* start *

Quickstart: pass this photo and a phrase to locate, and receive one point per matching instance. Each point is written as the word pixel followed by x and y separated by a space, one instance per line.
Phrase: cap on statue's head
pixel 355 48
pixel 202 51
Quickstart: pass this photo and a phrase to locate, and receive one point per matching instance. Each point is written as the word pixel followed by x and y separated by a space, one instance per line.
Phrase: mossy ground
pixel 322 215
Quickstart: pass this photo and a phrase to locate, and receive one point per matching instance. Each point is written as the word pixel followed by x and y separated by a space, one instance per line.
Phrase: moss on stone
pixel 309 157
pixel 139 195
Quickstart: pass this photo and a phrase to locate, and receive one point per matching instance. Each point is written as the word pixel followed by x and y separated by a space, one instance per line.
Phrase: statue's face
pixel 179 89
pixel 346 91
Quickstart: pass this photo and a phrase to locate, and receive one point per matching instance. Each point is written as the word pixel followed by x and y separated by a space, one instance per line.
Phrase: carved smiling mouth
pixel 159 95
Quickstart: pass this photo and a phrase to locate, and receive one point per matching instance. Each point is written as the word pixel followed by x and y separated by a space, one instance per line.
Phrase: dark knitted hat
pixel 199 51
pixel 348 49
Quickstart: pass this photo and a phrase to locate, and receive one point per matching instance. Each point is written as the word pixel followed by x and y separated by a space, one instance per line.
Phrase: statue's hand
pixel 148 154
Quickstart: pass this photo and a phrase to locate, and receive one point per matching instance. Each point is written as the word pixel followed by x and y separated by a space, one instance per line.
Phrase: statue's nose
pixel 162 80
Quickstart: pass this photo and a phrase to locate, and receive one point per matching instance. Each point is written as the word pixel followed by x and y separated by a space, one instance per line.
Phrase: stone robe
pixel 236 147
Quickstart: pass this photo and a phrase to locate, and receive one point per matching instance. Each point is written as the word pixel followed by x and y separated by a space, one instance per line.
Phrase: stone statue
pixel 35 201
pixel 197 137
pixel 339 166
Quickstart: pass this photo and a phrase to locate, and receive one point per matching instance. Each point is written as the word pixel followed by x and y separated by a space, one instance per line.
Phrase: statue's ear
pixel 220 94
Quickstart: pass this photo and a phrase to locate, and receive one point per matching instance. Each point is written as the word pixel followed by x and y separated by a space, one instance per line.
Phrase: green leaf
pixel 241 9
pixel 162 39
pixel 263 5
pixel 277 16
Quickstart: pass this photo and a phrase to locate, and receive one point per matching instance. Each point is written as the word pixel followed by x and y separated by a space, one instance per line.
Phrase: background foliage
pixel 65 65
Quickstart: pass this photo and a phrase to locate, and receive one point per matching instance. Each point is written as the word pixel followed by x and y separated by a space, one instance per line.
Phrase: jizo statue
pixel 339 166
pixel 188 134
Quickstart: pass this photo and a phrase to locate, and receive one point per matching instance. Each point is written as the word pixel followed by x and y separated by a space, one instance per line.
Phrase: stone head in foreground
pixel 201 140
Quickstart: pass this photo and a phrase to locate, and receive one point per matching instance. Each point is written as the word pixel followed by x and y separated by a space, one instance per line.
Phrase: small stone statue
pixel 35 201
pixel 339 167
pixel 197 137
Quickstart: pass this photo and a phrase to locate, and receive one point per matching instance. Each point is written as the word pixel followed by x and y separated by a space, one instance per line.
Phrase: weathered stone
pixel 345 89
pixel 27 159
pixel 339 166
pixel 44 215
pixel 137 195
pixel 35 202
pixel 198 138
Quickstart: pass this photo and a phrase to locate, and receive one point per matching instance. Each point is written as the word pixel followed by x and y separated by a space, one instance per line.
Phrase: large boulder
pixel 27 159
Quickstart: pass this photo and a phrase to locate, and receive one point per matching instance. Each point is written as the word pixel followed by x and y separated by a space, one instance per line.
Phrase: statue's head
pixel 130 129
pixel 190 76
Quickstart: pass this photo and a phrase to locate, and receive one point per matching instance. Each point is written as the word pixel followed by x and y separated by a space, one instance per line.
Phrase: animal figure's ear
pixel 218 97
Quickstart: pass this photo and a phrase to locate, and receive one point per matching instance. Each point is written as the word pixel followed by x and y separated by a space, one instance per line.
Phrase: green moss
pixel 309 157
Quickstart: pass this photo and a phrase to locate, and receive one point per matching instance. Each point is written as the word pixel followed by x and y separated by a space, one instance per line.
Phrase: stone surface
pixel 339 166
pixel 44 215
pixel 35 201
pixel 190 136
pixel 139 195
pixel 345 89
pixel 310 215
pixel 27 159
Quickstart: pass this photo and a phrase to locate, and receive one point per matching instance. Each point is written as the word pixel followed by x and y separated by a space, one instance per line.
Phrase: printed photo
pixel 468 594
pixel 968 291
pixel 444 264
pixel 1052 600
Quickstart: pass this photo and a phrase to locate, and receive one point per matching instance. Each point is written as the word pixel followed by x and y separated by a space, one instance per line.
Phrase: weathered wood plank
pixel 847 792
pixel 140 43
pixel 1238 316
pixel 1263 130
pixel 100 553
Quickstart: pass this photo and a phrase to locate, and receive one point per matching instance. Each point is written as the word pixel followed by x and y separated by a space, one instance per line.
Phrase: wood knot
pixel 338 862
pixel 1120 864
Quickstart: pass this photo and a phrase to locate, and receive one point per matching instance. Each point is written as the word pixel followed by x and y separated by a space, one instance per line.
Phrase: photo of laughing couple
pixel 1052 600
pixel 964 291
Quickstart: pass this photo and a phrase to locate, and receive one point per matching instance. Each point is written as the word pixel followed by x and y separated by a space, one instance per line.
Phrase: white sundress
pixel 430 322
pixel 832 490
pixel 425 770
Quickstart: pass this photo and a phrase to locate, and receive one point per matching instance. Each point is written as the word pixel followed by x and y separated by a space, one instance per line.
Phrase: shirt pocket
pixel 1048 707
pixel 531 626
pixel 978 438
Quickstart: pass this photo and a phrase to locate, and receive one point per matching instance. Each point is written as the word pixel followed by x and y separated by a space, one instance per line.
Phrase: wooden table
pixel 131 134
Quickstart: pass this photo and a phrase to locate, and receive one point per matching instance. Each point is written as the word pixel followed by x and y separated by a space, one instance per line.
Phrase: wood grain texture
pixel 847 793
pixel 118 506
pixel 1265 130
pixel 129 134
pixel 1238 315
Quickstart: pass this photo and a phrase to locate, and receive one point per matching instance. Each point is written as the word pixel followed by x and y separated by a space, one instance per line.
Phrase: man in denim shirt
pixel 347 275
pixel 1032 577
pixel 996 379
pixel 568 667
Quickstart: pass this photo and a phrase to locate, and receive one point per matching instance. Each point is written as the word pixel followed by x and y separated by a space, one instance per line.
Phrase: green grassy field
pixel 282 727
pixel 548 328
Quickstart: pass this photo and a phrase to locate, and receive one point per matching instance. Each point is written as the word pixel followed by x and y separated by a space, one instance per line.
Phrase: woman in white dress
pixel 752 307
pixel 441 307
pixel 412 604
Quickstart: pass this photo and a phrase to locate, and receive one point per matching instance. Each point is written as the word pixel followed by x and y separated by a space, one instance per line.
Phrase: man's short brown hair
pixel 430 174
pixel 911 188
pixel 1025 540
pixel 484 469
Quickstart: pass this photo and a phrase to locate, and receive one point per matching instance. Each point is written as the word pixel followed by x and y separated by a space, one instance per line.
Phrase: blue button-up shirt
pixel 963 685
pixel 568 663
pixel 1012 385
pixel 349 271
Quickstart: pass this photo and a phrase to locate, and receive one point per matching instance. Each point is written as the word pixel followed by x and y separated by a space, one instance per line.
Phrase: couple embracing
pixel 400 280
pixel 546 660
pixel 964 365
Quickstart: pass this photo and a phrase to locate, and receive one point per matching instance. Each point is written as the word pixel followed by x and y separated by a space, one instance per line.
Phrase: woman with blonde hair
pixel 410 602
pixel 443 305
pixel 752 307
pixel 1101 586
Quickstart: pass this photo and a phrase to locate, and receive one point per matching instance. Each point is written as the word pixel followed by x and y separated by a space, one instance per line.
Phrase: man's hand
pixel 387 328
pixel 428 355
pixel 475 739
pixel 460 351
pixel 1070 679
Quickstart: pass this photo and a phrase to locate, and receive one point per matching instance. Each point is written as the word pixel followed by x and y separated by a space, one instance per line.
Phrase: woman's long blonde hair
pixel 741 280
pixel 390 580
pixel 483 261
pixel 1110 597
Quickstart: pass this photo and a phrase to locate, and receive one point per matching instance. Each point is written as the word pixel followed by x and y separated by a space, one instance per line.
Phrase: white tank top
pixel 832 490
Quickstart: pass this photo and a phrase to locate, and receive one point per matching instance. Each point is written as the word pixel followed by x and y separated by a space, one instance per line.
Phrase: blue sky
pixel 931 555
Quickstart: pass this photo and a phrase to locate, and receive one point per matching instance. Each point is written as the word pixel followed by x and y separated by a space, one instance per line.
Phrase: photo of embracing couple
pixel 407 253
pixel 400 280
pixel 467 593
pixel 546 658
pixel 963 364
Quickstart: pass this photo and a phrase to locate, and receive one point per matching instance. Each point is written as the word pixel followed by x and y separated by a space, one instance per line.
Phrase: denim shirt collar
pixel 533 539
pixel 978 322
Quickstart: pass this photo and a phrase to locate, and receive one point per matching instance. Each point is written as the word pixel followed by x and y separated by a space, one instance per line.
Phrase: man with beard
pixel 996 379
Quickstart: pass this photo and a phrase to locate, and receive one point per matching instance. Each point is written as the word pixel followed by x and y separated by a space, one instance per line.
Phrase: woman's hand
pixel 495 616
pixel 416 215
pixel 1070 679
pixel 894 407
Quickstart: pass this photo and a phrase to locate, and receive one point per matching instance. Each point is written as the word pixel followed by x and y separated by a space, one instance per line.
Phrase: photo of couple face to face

* end *

Please quote the lines word for word, starting at the first line at the top and ending at the line that contains "pixel 202 51", with both of those lines included.

Quickstart: pass this photo and a phrase to locate, and receive one point per matching instance. Each point is written as the word pixel followed by x and y separated by a space, one instance per line.
Phrase: cap on statue's head
pixel 355 48
pixel 202 51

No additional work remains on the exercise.